# [Passage shown]
++++++++++

When dreams come true
Dreams come true.
That is an attribute of dreams.
It is a fact that if there is a fire burning brightly inside,
it will draw all the support required to make that dream come true.
If you then plan right and work as per plan,
dreams come true even faster.
In the last few days I have received a number
of letters from young people who have done
well in their twelfth standard exams and hope
to join a professional course;
some who are fresh graduates who have landed dream jobs,
whether with IT companies or as fine art teacher
in a public school.
Whatever the content,
the mood is always one of exhilaration.
It made me smile, reading the letters.
And then I wondered:
Are the young prepared
for the work of stoking and nurturing
of the fire that burns brightly today?
Are they aware of the temptations that can take them
so far from their dreams that they do not remember
what set them on that course in the first place?
Do our classes in history prepare them?
Do our sessions in 'value education' prepare them?
Do our discussions in literature prepare them?
History is the only subject taught that is relevant to life.
Yet, it is taught so badly and made so removed from
their lives that students wonder why it is taught at all.
I am reminded of a song in Hindi, translated reads,
"Porus fought Alexander, so pray,
what has that to do with me?"
We can use history to understand how life works.
Dreams are really values.
To dream of joining the medical or the teaching profession,
at any rank,
is to state that you want to serve.
To dream of being an engineer is to state that
you want to make living easy; to dream of using
computers is to find ways to take away the drudge
so that more time is spent in creative processes.
For each profession, for each walk of life,
we can make a similar statement.
Making the statement is simple;
living by it is more difficult.
The challenge is not in securing a medical seat;
the challenge is in being a caring doctor.
Contrast this with Balgangadhar Tilak.
He founded a school because he believed that
education was [and is] the answer to India's ills.
Many years later the teachers in his school wanted
a raise in pay.

++++++++++

# [Listed records]
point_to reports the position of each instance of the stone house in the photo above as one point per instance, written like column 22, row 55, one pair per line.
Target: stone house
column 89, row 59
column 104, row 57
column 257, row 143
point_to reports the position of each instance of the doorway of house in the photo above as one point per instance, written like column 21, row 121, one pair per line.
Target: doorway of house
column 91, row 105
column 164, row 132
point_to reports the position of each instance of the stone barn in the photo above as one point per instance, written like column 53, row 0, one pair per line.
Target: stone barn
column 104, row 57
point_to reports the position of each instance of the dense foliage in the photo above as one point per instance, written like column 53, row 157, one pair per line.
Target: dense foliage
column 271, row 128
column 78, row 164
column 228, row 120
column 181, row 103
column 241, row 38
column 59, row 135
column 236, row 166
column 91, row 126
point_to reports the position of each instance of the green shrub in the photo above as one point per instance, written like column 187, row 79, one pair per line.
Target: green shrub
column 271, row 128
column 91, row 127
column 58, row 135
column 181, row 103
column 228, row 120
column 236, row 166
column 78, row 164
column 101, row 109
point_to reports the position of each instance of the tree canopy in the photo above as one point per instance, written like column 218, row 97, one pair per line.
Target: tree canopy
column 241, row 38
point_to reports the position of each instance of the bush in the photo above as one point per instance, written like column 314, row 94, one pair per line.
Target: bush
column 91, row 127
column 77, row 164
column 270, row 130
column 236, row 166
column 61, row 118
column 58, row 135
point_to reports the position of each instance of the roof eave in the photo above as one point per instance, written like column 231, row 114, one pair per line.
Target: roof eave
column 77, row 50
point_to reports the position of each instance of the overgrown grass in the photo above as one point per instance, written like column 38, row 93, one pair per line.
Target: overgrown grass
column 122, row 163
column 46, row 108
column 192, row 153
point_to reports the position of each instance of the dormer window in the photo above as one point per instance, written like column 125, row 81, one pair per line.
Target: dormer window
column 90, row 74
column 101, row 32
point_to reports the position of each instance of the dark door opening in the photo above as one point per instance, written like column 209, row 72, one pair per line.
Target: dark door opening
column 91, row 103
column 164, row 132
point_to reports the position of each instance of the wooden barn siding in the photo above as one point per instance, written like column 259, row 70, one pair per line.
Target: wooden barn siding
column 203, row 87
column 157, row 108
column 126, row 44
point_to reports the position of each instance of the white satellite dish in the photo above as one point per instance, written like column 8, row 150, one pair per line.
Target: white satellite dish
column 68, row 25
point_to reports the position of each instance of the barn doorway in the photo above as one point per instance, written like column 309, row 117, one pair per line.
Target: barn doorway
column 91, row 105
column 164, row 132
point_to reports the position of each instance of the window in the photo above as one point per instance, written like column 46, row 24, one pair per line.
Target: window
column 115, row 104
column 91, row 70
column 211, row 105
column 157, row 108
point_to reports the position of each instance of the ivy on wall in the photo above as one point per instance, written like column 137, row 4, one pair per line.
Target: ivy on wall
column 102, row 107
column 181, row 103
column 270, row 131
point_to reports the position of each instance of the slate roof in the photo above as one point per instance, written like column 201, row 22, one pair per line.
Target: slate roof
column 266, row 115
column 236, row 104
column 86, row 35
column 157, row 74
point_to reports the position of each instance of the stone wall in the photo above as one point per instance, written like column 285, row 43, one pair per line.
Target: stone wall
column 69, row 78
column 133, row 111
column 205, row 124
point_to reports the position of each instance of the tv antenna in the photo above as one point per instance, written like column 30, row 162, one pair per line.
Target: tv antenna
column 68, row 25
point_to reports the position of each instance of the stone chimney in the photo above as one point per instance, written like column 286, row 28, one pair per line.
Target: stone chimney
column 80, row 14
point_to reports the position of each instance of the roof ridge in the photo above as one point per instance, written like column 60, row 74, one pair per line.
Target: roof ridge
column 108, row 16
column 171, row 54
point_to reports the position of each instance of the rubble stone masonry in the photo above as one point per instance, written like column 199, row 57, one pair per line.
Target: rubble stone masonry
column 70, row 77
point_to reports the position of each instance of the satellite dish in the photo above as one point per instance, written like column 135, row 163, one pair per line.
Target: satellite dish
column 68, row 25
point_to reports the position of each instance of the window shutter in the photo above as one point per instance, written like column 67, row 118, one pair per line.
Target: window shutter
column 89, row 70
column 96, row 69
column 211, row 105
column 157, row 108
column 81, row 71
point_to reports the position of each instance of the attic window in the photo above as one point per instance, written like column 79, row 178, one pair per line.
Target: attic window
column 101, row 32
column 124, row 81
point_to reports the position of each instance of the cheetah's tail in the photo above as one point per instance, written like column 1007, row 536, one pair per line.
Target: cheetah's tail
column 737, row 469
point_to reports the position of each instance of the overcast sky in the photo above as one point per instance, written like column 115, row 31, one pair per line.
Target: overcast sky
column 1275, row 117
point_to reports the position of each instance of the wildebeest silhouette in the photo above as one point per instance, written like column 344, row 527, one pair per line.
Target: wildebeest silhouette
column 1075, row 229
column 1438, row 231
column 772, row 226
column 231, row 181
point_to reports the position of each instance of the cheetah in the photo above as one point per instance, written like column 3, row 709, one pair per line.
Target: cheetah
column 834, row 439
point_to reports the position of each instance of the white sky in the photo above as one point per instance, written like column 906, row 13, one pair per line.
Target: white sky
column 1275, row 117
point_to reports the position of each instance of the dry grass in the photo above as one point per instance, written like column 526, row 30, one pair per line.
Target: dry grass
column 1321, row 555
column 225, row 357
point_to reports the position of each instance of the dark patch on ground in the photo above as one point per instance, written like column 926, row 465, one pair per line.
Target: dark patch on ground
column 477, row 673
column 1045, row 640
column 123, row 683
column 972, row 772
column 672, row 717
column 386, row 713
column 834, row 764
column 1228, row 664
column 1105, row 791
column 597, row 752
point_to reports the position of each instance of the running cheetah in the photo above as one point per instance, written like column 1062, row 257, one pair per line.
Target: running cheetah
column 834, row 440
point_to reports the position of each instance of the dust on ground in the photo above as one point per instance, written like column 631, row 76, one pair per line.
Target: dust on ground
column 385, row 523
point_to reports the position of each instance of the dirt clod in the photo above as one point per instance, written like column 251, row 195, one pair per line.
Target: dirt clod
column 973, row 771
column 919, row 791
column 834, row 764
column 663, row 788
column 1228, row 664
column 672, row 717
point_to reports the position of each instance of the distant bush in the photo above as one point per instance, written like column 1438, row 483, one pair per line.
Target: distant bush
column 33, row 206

++++++++++

# [List of tasks]
**A.** Reproduce the part of the essay on dreams starting at "The challenge is not" and ending at "to India's ills.".
**B.** In the essay on dreams, what is the real challenge, rather than securing a medical seat?
**C.** Carry the essay on dreams forward from its last line.
You can leave the entries above aside.

# [Responses to the tasks]
**A.**
The challenge is not in securing a medical seat;
the challenge is in being a caring doctor.
Contrast this with Balgangadhar Tilak.
He founded a school because he believed that
education was [and is] the answer to India's ills.

**B.** Being a caring doctor.

**C.**
Tilak offered fifty rupees a month,
a princely sum in those days.
The teachers wanted seventy; their argument was that it
would lend them a status. After many rounds of discussions
Tilak agreed to pay the sum and he made the arrangements for it.
Then he resigned from his own school.
And for that we can thank God,
or his attention shifted to India as a country.
He equated education and freedom
— for him one did not exist without the other.
So in solitary confinement in a jail in the then Burma,
he wrote the Gitarahasya. It was a book that inspired
the Marathas to work towards an independent India.
He returned from Burma to be called 'Lokmanya'
not just the Marathas but by all Indians.
He took the concept of education to a new plane;
that was his life statement.
Everyone knows the story of Ashoka.
When he was most victorious,
life offered a road less taken and he chose to follow that path.
The latter part of his life was his new 'avatar'.
(Today the word avatar has such a vulgar connotation.
It is used in conjunction with Britney Spears — OMG.
Our youth are taught by gossip columns that
coming into a new life consists of changing the
hairstyle or the husband.) Ashoka perhaps paced
the war tent all night weighing his life as it was;
perhaps he saw only mindless repetition of patterns.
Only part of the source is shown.